Exercise tasks:
[a] In the service mesh article, what does service mesh architecture decouple microservices from?
[b] Please carry on the service mesh article from the point where it stops.

Excerpt provided:

════

Service mesh – upgrade your microservices architecture to avoid a service mess

service mesh

Why service mesh?

Microservice architecture is the most popular type of architecture nowadays.

It was embraced both by the startups as well as enterprises in all business sectors.

This architectural choice is supported by the proper software architecture. It started with the decomposition from virtualization to containers, then from containers to advanced container fleet management. You guessed it, Kubernetes is the hottest technology for enterprises right now.

→ Read more about Kubernetes – how hot can it get?

What is the next level for microservices infrastructure support?

Aren’t API gateways and Kubernetes enough?

Decoupling service communication from service implementation

Early adopters of microservices used proprietary frameworks bound to their programming environment, such as Java, Node, and DotNet. 

This is not acceptable anymore, especially when services are written in different languages and run on different runtime environments.

Functionalities such as load balancing, circuit breakers, service discovery, retry logic, etc. have become tightly coupled with the development environment. 

Coupling is almost always the wrong idea, but we are used to dealing with it on a functional level with microservices paradigm, as well as on the API level with tools such as couper.io.

→ Learn about Generic API or Back-End for Front-End? You can have both.

The infrastructure has become the concern of developers. The focus of development teams shifted too much from the actual business logic to managing the infrastructure of microservices. The infrastructure should be decoupled from the business logic and attention of developers.

Microservices decouple application functionalities while service mesh architecture decouples microservices from infrastructure concerns. It’s a classic example of the separation of concerns, which is one of the key mega patterns of software development.

To end blindness and enable visibility

Another problem is the visibility of services communication and the ability of the operations team to monitor and observe it in real time.

It is usually well addressed on the API edge level when communicating with external API consumers and providers, but much worse internally.

The dream of communication graphs has become common among DevOps teams.

What service mesh delivers

Service mesh does not have a clear single definition. It’s not a lone technology or pattern. It’s a set of patterns and supporting technologies. Let’s start with what service mesh offers.

Observability

Knowing what is happening in a complex microservices communication graph is very important. All IT teams want to quickly find the causes of the improper behavior of their microservices and their configurations. This is the key to quickly detecting and fixing problems in order to provide effective performance and the reliability of digital solutions.

Being able to see service-to-service communication in real time and analyze it helps to discover any dependencies between multiple services and optimize the infrastructure for better performance and reliability.

════

Raw records:

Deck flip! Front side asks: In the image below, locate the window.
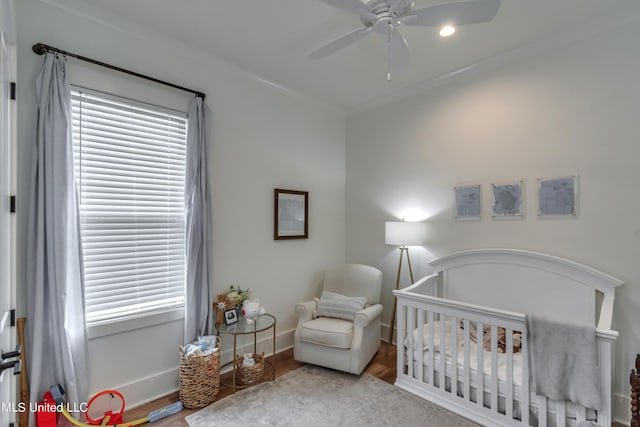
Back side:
[71,88,187,326]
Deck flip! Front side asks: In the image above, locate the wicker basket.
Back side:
[236,353,264,385]
[179,347,220,409]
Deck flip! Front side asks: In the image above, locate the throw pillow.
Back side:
[318,291,367,321]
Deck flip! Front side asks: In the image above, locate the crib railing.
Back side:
[629,354,640,427]
[394,276,616,427]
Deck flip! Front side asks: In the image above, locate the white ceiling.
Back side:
[43,0,640,110]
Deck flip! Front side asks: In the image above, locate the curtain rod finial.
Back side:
[31,43,48,55]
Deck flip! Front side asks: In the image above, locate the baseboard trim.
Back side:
[104,329,295,409]
[611,393,631,425]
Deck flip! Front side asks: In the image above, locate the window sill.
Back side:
[87,308,184,340]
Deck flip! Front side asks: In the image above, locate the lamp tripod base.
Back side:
[384,246,413,360]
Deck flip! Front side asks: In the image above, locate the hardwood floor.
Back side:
[124,343,628,427]
[124,343,396,427]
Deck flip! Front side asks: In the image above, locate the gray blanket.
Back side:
[527,315,602,410]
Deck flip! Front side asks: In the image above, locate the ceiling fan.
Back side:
[308,0,501,80]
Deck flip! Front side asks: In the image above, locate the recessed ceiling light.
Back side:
[440,25,456,37]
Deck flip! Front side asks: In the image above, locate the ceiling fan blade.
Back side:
[387,28,411,70]
[387,0,410,14]
[402,0,501,27]
[307,27,372,59]
[320,0,371,14]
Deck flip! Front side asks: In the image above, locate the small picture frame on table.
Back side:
[224,307,238,325]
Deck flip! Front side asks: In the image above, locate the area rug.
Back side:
[185,365,477,427]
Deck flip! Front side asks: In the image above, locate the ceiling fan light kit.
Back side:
[308,0,501,80]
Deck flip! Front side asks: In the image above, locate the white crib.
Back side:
[394,249,622,426]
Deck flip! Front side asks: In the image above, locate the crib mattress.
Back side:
[404,320,522,386]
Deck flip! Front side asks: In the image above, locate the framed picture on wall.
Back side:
[453,184,482,221]
[491,181,524,219]
[273,188,309,240]
[224,308,238,325]
[538,175,578,218]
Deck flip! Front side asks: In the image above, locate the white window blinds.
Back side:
[71,89,187,325]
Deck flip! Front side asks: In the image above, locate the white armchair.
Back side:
[293,264,382,375]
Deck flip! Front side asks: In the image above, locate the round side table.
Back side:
[218,313,276,393]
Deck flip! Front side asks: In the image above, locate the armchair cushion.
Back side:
[318,291,367,321]
[300,317,353,349]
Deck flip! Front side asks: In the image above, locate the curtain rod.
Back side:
[31,43,207,99]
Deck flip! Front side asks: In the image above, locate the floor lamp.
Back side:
[384,221,425,359]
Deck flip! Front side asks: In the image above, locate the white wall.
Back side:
[346,15,640,420]
[16,0,345,407]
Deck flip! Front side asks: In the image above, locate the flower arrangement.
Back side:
[227,285,251,304]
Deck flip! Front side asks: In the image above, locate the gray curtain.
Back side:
[26,54,88,425]
[184,97,212,343]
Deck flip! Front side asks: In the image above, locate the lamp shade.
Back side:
[384,221,426,246]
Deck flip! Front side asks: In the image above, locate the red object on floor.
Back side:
[36,391,58,427]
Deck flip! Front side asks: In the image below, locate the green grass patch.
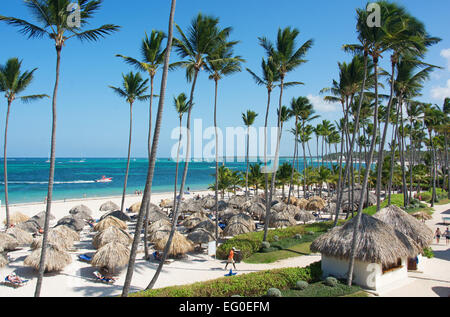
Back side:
[130,262,322,297]
[281,282,367,297]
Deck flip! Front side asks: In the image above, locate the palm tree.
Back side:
[0,0,120,297]
[122,0,176,297]
[116,30,166,258]
[205,34,244,243]
[242,110,258,196]
[259,27,313,241]
[109,72,150,212]
[0,58,49,228]
[144,11,231,289]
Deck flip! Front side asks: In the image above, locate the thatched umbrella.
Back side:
[56,215,86,232]
[3,211,30,225]
[0,232,20,252]
[31,228,74,251]
[91,242,130,273]
[0,253,8,268]
[310,214,422,265]
[69,205,93,221]
[187,229,215,244]
[15,219,41,233]
[6,227,33,245]
[23,244,72,272]
[374,205,434,249]
[155,231,194,257]
[269,212,297,228]
[99,201,120,211]
[52,225,81,241]
[94,216,128,231]
[92,226,133,249]
[100,210,131,222]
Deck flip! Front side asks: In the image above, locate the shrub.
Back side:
[266,288,281,297]
[325,276,338,287]
[295,281,309,291]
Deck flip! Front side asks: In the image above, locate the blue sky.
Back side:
[0,0,450,157]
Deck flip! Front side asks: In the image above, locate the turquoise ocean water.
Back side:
[0,158,328,205]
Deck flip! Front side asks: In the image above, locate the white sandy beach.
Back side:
[0,191,450,297]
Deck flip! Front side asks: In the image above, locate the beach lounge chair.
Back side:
[224,269,237,276]
[3,273,29,288]
[78,254,92,263]
[94,271,117,284]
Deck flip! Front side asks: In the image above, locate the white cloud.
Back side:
[307,94,341,112]
[431,79,450,101]
[441,48,450,70]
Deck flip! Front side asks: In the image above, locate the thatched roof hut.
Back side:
[52,225,81,241]
[69,205,93,221]
[0,232,20,252]
[92,226,133,249]
[0,253,8,268]
[100,210,131,222]
[94,216,128,231]
[15,219,41,233]
[99,201,120,211]
[6,227,33,245]
[269,212,297,228]
[3,211,30,225]
[374,205,434,249]
[31,228,74,251]
[91,242,130,273]
[187,229,215,244]
[155,231,194,257]
[310,214,421,265]
[56,214,86,232]
[23,244,72,272]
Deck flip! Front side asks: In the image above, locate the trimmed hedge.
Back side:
[130,262,322,297]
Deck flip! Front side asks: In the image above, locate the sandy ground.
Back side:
[0,192,450,297]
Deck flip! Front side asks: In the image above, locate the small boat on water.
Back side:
[95,176,112,183]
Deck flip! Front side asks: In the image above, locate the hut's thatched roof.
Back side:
[23,244,72,272]
[99,201,120,211]
[94,216,128,231]
[92,226,133,249]
[269,212,297,228]
[56,215,86,232]
[187,229,215,244]
[6,227,33,245]
[374,205,434,248]
[100,210,131,222]
[310,214,422,264]
[69,205,93,221]
[0,232,20,252]
[0,253,8,268]
[31,228,74,251]
[52,225,81,241]
[155,231,194,256]
[91,242,130,272]
[3,211,30,225]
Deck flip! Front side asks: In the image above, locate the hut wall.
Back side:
[322,255,408,291]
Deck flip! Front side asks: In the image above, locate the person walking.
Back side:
[434,228,441,244]
[225,247,236,270]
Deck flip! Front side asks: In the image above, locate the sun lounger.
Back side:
[3,273,29,288]
[94,271,117,284]
[78,254,92,263]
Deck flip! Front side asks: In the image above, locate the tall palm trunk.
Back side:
[122,0,176,297]
[144,75,155,259]
[34,45,62,297]
[347,58,378,286]
[3,98,12,229]
[288,117,298,204]
[120,102,134,212]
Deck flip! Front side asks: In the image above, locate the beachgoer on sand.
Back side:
[225,247,236,270]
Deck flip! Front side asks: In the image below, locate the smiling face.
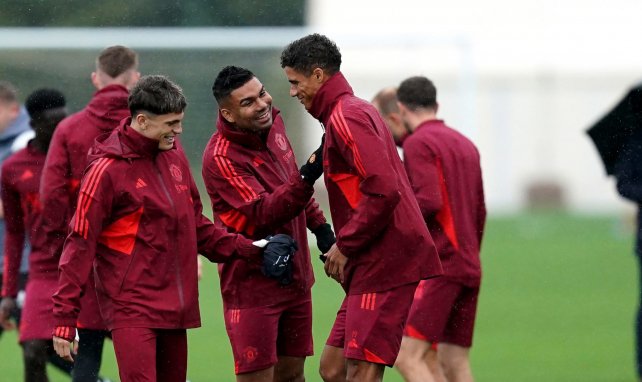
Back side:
[283,66,325,110]
[220,77,273,131]
[132,112,185,151]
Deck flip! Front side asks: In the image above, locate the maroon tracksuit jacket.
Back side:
[40,85,129,329]
[54,118,262,329]
[403,120,486,287]
[0,144,58,297]
[203,108,326,308]
[310,72,442,294]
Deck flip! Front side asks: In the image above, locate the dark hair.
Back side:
[96,45,138,78]
[127,75,187,116]
[397,76,437,110]
[212,66,255,104]
[281,33,341,76]
[25,88,67,118]
[0,81,18,103]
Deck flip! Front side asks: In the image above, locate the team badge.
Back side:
[169,163,183,182]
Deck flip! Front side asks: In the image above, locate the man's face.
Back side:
[137,113,185,151]
[283,66,322,111]
[221,77,273,131]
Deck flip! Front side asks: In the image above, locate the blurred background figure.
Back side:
[0,89,72,381]
[0,81,33,335]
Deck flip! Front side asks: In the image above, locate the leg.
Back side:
[111,328,157,382]
[346,359,385,382]
[439,343,473,382]
[22,340,48,382]
[319,345,348,382]
[156,329,187,382]
[72,329,107,382]
[395,336,434,382]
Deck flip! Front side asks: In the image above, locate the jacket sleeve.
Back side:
[203,147,314,231]
[1,165,25,297]
[53,158,114,327]
[403,139,443,221]
[40,129,72,257]
[326,107,401,257]
[190,174,262,263]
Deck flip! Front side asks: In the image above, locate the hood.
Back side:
[0,106,31,141]
[87,117,166,163]
[309,72,354,125]
[85,85,130,131]
[216,106,281,150]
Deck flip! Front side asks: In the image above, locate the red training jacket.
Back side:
[40,85,129,329]
[0,145,58,297]
[203,108,326,308]
[403,120,486,286]
[310,72,442,294]
[54,118,262,329]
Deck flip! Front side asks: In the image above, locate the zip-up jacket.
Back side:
[40,85,129,329]
[403,120,486,286]
[1,145,53,297]
[54,118,262,329]
[310,72,442,294]
[203,108,326,308]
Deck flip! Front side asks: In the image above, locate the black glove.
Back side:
[299,134,325,186]
[312,223,337,263]
[263,234,298,285]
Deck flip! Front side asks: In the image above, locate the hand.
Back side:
[263,234,298,285]
[299,134,325,185]
[323,243,348,284]
[312,223,337,263]
[53,326,78,362]
[0,297,16,330]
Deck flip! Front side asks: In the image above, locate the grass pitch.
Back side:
[0,214,638,382]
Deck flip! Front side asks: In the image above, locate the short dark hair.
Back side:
[96,45,138,78]
[397,76,437,110]
[127,75,187,116]
[25,88,67,119]
[281,33,341,76]
[212,66,256,104]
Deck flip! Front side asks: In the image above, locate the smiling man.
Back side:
[203,66,335,382]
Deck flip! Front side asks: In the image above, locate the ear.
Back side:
[221,109,234,123]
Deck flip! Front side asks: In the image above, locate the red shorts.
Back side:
[111,328,187,382]
[404,277,479,348]
[326,283,417,366]
[225,291,314,374]
[20,278,58,342]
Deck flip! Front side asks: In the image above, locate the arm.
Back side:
[404,140,443,221]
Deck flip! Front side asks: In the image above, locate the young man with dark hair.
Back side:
[281,34,442,381]
[0,89,72,381]
[53,75,288,382]
[203,66,335,382]
[396,76,486,382]
[40,45,140,382]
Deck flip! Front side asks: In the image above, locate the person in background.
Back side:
[40,45,140,382]
[281,34,442,381]
[0,89,72,381]
[395,76,486,382]
[203,66,335,382]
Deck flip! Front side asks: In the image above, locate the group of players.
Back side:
[0,34,486,382]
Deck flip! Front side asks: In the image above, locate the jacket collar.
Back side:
[309,72,354,124]
[216,106,280,150]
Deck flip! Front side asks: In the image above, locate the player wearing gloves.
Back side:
[53,76,292,382]
[203,66,335,382]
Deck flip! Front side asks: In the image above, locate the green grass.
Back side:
[0,214,638,382]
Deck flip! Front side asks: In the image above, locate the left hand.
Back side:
[323,244,348,284]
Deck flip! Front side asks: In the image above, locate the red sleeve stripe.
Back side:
[74,158,114,239]
[214,137,259,203]
[330,102,366,178]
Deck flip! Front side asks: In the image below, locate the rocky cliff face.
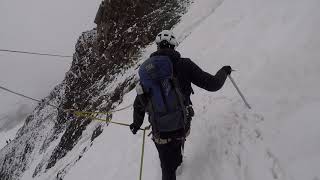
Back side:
[0,0,191,180]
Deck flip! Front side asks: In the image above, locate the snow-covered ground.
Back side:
[0,0,101,149]
[23,0,320,180]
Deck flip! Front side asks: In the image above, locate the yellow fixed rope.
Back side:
[0,86,151,180]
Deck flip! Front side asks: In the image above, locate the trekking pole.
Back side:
[139,125,151,180]
[228,75,251,109]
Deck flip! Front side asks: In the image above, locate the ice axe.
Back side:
[228,73,251,109]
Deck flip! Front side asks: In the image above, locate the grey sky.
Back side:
[0,0,101,130]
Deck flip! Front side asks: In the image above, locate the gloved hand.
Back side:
[221,66,232,75]
[130,123,140,134]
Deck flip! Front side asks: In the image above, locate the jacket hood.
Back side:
[150,49,181,61]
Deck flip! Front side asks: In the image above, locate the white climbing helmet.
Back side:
[156,30,178,47]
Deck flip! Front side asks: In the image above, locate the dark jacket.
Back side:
[133,49,227,135]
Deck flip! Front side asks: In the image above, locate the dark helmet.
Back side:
[156,30,178,49]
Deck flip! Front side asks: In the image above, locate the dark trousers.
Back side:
[155,140,183,180]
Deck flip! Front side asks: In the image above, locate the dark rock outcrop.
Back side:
[0,0,191,180]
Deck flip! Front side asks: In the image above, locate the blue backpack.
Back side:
[139,56,186,137]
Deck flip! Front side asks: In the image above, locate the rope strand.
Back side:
[0,49,72,58]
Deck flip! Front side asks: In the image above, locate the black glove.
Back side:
[130,123,140,134]
[221,66,232,75]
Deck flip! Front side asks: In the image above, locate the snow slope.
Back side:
[65,0,320,180]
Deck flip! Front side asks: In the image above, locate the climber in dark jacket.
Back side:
[130,30,232,180]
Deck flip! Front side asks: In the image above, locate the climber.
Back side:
[130,30,232,180]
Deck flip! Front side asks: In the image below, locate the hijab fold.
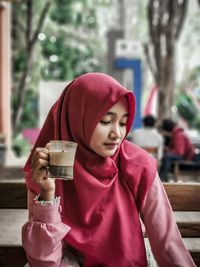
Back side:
[24,73,156,267]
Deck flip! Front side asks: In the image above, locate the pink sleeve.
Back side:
[141,175,196,267]
[22,192,70,267]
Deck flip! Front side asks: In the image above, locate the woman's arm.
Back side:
[141,174,196,267]
[22,191,70,267]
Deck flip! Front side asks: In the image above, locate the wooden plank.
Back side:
[0,246,27,267]
[0,181,27,209]
[164,183,200,211]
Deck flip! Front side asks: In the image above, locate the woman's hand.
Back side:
[31,144,55,200]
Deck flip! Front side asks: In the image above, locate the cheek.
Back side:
[121,127,126,139]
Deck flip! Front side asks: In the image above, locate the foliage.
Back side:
[12,0,107,144]
[12,133,31,157]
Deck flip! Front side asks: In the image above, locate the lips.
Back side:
[104,143,119,149]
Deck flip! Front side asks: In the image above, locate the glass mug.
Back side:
[49,140,77,180]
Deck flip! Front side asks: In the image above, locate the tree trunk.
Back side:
[12,0,52,131]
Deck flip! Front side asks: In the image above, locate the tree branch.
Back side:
[31,0,53,46]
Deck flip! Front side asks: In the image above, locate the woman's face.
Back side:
[90,98,128,158]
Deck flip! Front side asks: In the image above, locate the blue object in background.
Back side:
[115,58,142,129]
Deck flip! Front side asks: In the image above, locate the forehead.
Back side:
[106,97,128,114]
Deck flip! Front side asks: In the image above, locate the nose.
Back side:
[109,125,121,140]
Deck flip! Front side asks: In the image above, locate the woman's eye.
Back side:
[100,120,110,125]
[119,122,126,127]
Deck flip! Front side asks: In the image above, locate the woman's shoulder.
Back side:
[122,140,152,160]
[121,140,157,175]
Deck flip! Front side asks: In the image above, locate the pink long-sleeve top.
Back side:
[22,175,196,267]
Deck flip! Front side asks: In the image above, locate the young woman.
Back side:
[22,73,195,267]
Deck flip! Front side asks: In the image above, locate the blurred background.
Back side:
[0,0,200,178]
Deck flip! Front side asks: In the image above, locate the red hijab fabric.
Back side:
[24,73,156,267]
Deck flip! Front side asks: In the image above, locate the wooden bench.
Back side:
[0,181,200,267]
[173,160,200,181]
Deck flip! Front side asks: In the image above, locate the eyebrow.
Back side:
[104,111,128,117]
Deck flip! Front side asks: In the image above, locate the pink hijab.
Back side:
[24,73,156,267]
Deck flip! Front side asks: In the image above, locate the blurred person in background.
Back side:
[129,115,163,161]
[159,119,195,182]
[22,73,195,267]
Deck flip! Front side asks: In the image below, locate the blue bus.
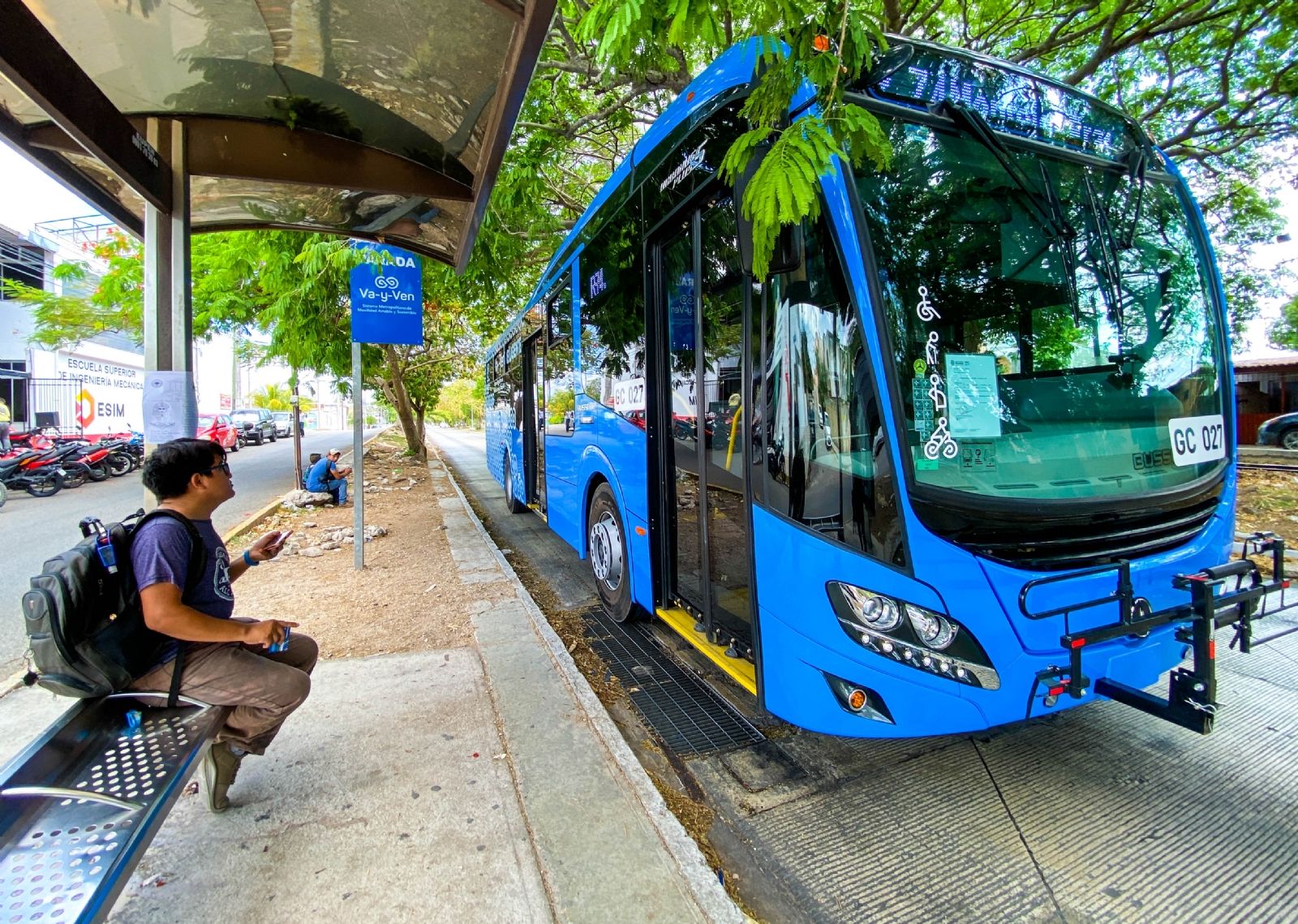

════

Answers by task:
[a] Infrastructure concerns.

[b]
Traffic management

Features such as circuit breaking, load balancing, service discovery and timeouts management are provided by service mesh.

It enables decoupling those features from various client libraries and runtimes which are not suitable for organization level service management purposes.

Logging

Logging is a baseline functionality, but in the case of service mesh, it’s the logging of all the communication from a new point of view. Not from the individual-service point of view and not only the service-orchestrator point of view, but the entire view.

Metrics

One of the benefits of service mesh is to remove coupling between the code and the metrics. The other is to be able to optimize globally, because of the uniformity of the metrics.

Latency, performance, time to first byte, etc. enable better auto scaling beyond the scope of a single service orchestrator.

Tracing

The idea is, again, to decouple tracing from services. Let the tracking be done in a uniform and consistent way at the level of service mesh. It makes tracing almost effortless compared to manual instrumentation that has to be added to the code.

There are of course cons to this approach, but in my opinion the low entry barrier and uniformity are the winning factors.

Traffic control

Resiliency related features such as circuit breakers, retry policies, latency-aware routing, timeouts and deadlines were too often done in multiple locations in different ways.

What service mesh offers here is, again, uniformity and decoupling of the traffic management policies from the service implementation configuration.

Plus, it enables deadlines which are feature level kinds of timeouts, that are closer to actual business functionality. It is best suited to higher level management solutions such as service mesh.

Rate limiting and throttling are usually based on policies which are managed independently from services and service orchestrators. 

For instance, limits are higher for authenticated users, even higher for paying subscribers and very limited for anonymous users.

In case of very high traffic, service mesh may even temporarily block traffic for anonymous users to preserve the capacity for more important customers.

Security

Service mesh can enable protocol based security between internal and external services. It can be based on client and server authentication that are based on certificates. Without service mesh, it’s hard to achieve in the entire organization as well as at the edge of APIs with external partners.

Automated TLS and certificates make the internal service communication much more secure with minimal management cost.

Many companies simply give up on enhancing their local security of services because it’s too complicated and expensive. Some security analysts call the typical approach the soft underbelly of security, which is focused mainly on perimeter security and not so much on the inside. With service mesh it’s still an effort, but often it becomes  an acceptable investment rather than a security burden.

Protocol translation

It’s not only HTTP and JSON, as gRPC is growing in importance because of its performance and reliability. Different services can consume and expose APIs in different protocols, especially internally. Service mesh can translate gRPC into JSON and back, helping to integrate better internal services with external API gateways.

Both internal and external

What is interesting and very important to remember about service mesh, is that it all applies both to external (north-south) traffic as well as for internal traffic (west-east). It is especially important for large organizations with thousands of services and complex cross-domain, cross-department, and cross-country integrations.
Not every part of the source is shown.